### Task instructions
According to the APL0406 trial summary, what was the 2-year event-free survival in arm A?

### Source text

Patients and Methods The phase III, randomised, prospective APL0406 trial was started in October 2007 by the Italian GIMEMA group and joined in November 2008 by the German SAL and AMLSG multicenter groups. Eligible patients were adults aged 18-<71 years with newly diagnosed, genetically confirmed, non-high-risk (WBC≤10×109/L) APL. Patients were randomized to receive the ATO+ATRA combination originally reported by the MD Anderson group (Estey et al. Blood 2006, arm A), or the Italian AIDA2000 risk-adapted protocol for non high-risk disease (arm B). Patients in arm A received ATO 0.15/kg plus ATRA 45 mg/m2 daily until CR, then ATO 5 days/week, 4 weeks on 4 weeks off, for a total of 4 courses and ATRA 2 weeks on and 2 weeks off for a total of 7 courses. Patients in arm B received the standard AIDA (ATRA+Idarubicin) induction followed by 3 cycles of anthracycline-based plus ATRA consolidation and low dose CHT and ATRA for maintenance as reported (Lo-Coco et al., Blood 2011). The primary study objective was EFS at 2 years. The study was designed to show that the rate of patients alive event-free at two years in the experimental treatment arm is at least 80%. Secondary objectives included OS, DFS, CIR rates, molecular response and toxicity profile.

Results From October 2007 to September 2010, the required sample size of 162 enrolled patients was completed. Median age was 45.3 years (18.7–70.2 years) and median WBC 1.50 × 109/L. As to the Sanz's risk score, 61.8% and 38.2% of patients were in the intermediate- and low-risk categories, respectively. The two treatment arms were well balanced for main baseline characteristics including age, sex, median WBC and Sanz's score. Eight patients were not evaluable for induction due to ineligibility or protocol violation. Of 154 patients evaluable for response to induction, CR was achieved in 150 (97.4%): 75/75 (100%) in arm A vs 75/79 (95%) in arm B (P=0.12). After a median follow-up of 31 months (range 0.07–50.4) the 2 year EFS (primary objective) was 97% (C.I.95%: 93.1–100) and 86.7% (C.I.95%: 80.3–93.6) in arms A and B respectively (P=0.03). There were 1 death in CR and 2 relapses in arm A, and 7 deaths (4 in induction, 3 in CR) and 4 relapses in arm B. As to secondary objectives, OS, DFS, and CIR rates were 98.7% vs. 91.1% (P=0.03), 97% vs. 91.6% (P=0.19) and 1.6% vs. 4.3% (P=0.41) in arm A and B, respectively. Fever episodes, prolonged (>15 d) grade ≥ 3 neutropenia and thrombocytopenia were significantly more frequent in patients in arm B as compared to those in arm A (P <.001 for all comparisons). Other side effects including differentiation syndrome and increase of liver enzymes were recorded with similar frequency in the two study arms. Two patients in arm A had QTc prolongation requiring ATO discontinuation with final withdrawal in one case. PCR analysis of PML/RARA (sensitivity 10−4) was centrally performed in Rome (F. Lo-Coco) and Dresden (C. Thiede) and showed molecular CR in 141/142 (99%) of evaluable patients after completion of 3rd consolidation. One patient in arm B who tested PCR-positive at this time point was considered resistant and taken off protocol as per study design.

### Extracted information
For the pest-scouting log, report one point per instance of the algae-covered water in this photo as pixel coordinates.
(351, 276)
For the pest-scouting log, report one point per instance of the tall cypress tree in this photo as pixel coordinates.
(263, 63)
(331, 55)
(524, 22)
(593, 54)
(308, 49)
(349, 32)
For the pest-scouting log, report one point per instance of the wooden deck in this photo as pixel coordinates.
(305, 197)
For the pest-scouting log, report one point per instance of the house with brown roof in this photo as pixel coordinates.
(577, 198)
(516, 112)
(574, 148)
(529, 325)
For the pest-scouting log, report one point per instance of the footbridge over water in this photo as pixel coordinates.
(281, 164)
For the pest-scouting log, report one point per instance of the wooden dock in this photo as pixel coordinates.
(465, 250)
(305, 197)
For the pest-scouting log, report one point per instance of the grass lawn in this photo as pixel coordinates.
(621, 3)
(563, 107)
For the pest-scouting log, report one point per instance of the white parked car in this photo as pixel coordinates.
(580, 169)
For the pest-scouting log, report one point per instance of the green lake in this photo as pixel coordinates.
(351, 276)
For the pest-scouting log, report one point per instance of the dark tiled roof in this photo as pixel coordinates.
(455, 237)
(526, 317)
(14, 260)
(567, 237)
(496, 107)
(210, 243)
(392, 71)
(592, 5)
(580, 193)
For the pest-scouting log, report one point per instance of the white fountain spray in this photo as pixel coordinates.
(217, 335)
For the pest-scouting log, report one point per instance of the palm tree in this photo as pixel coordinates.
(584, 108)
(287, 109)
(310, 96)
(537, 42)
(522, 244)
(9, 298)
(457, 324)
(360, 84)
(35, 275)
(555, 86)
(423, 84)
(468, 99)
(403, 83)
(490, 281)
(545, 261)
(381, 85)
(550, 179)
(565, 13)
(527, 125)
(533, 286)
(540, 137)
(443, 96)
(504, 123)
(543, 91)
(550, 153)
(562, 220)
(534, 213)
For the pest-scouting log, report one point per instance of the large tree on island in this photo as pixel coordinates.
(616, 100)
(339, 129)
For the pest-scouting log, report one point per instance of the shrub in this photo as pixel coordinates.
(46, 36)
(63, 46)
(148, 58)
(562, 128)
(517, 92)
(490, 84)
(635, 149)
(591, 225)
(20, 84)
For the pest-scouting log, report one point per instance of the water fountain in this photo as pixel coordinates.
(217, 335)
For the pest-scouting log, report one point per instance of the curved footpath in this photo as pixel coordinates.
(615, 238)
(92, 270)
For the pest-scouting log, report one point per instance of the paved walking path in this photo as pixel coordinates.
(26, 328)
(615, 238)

### Output for this task
97% (95% CI: 93.1–100)